Records contained in a dataset
------------------------

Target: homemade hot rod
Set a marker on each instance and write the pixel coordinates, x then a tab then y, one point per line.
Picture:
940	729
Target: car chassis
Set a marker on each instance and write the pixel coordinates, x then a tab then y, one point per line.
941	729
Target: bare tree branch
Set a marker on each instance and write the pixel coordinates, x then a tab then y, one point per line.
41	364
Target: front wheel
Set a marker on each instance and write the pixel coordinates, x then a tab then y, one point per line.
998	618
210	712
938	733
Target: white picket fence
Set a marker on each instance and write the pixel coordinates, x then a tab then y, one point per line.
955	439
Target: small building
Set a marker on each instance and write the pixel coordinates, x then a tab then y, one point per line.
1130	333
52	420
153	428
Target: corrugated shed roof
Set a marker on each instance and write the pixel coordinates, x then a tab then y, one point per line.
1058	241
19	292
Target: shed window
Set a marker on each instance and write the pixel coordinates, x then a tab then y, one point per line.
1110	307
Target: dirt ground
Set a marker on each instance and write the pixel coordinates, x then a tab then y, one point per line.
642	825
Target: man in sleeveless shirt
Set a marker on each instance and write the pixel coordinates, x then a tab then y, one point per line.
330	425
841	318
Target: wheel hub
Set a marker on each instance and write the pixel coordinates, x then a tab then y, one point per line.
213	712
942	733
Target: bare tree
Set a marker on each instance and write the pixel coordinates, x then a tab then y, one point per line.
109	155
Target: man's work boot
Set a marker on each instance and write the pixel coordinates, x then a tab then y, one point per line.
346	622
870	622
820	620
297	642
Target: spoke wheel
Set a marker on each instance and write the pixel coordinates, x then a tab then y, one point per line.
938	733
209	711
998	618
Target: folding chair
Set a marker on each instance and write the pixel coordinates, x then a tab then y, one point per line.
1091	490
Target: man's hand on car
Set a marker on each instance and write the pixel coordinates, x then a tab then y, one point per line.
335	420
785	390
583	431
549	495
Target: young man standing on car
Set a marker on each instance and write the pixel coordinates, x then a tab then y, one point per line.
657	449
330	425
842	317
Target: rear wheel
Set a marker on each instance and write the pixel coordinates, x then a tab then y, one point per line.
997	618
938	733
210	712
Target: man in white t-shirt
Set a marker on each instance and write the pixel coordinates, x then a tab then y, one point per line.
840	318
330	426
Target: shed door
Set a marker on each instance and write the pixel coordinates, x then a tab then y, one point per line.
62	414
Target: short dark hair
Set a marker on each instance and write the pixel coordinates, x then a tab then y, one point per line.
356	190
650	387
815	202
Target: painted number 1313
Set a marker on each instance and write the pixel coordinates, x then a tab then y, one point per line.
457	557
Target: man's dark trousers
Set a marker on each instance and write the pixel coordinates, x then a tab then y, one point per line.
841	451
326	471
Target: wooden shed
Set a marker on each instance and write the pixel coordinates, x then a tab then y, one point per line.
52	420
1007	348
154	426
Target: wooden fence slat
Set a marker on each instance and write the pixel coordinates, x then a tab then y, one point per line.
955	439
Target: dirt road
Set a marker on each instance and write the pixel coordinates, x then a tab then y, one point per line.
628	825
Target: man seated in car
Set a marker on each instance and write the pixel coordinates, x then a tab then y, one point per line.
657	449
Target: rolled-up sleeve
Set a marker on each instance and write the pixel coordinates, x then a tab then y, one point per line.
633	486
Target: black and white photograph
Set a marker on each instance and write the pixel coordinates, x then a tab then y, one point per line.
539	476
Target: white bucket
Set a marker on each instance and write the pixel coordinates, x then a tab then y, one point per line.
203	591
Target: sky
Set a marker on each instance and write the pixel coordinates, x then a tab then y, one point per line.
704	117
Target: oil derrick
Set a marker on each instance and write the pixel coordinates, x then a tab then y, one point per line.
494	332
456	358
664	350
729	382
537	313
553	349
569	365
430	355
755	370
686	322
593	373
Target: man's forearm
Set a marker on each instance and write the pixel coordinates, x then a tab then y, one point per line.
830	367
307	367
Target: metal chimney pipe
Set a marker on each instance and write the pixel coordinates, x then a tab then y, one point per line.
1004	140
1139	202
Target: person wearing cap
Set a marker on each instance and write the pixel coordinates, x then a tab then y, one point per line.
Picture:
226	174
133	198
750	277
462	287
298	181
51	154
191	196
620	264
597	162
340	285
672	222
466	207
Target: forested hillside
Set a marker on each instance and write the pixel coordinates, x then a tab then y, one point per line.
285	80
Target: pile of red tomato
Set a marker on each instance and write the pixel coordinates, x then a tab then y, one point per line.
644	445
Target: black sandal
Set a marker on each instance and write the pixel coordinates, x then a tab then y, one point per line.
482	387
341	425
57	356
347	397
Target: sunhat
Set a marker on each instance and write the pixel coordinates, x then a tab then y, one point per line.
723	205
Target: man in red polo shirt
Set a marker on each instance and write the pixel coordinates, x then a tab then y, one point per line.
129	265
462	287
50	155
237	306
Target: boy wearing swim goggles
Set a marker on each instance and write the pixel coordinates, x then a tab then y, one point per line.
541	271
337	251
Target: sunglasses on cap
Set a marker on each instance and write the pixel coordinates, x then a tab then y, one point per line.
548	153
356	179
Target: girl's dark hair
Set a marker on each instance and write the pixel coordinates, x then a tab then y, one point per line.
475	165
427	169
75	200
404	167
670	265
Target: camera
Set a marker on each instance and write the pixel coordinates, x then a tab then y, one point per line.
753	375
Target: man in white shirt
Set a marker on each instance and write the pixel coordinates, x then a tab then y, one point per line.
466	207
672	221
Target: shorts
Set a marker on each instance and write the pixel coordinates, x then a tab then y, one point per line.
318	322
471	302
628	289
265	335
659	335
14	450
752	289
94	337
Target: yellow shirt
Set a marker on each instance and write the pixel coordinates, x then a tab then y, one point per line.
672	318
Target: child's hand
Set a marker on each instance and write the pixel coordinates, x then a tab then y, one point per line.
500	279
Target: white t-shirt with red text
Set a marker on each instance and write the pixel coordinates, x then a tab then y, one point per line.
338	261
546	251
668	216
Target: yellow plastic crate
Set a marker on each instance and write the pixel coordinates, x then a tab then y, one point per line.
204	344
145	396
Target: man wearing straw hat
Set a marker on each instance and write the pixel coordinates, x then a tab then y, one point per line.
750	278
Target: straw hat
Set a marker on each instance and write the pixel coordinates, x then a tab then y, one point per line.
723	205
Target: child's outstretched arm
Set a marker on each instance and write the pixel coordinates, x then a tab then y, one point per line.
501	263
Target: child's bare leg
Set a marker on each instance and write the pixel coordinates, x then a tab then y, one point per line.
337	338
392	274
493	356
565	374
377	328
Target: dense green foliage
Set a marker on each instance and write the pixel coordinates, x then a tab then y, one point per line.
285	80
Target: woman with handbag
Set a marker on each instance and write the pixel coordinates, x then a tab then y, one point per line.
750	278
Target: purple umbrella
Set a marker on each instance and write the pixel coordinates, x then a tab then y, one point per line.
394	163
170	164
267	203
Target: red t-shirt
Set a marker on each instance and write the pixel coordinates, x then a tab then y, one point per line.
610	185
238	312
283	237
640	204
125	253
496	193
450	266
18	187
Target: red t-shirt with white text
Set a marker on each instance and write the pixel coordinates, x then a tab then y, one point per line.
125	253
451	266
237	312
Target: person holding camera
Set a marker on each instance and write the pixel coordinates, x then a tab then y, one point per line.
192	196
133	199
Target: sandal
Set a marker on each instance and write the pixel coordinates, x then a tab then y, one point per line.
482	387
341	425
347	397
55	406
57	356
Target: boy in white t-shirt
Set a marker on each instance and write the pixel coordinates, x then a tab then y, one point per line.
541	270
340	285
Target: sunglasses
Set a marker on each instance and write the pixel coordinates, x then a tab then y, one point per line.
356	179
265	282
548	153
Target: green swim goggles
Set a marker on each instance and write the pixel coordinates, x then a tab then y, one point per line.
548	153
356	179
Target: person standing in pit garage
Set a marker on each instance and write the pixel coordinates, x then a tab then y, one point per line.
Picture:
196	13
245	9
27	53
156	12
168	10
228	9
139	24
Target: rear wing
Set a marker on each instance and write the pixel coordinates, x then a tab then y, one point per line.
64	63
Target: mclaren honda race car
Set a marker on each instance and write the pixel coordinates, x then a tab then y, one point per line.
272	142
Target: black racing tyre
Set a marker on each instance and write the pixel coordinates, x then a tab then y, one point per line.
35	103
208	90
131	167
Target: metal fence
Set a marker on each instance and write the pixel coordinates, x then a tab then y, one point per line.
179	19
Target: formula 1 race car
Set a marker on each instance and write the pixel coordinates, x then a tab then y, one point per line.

------------------------

From the first line of the records above down to the line containing "Target: bare tree branch", repeat each line exactly as written. Include both of those lines and add nothing.

Problem solution.
Target: homemade hot rod
Set a marker on each instance and write the pixel coordinates, x then a tab then y, one point per line.
Picture:
940	729
Target: car chassis
Set a marker on each instance and write the pixel coordinates, x then a tab then y, one point per line.
941	729
Target: bare tree branch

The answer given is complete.